◆ **PROVIDED MATERIAL**:
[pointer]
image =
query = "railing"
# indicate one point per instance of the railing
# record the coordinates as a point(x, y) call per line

* * *

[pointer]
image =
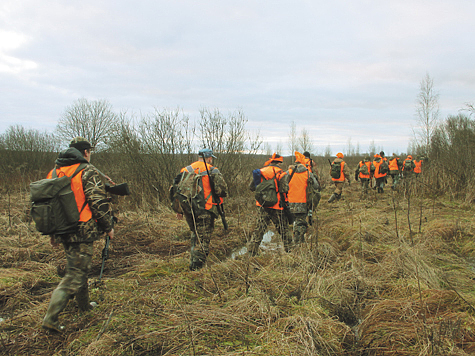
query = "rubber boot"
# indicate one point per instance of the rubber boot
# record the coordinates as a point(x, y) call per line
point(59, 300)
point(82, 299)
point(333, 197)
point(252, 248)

* * *

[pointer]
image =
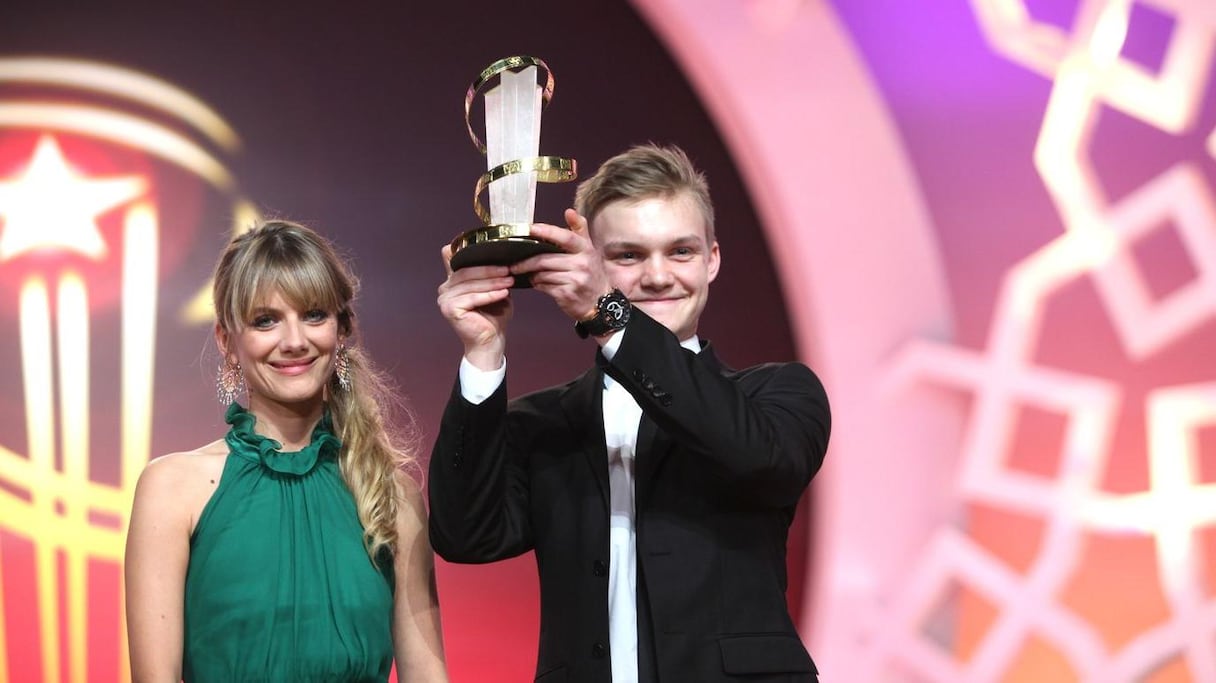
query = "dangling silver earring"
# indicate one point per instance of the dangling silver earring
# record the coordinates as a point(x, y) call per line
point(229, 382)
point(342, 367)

◆ **SHORT TASK**: List every line of the material above that contains the word "instance". Case counts.

◆ **THE REPLY**:
# indicate one point per instance of the railing
# indicate one point per instance of the rubber boot
# indicate one point per instance of the dangling silver earring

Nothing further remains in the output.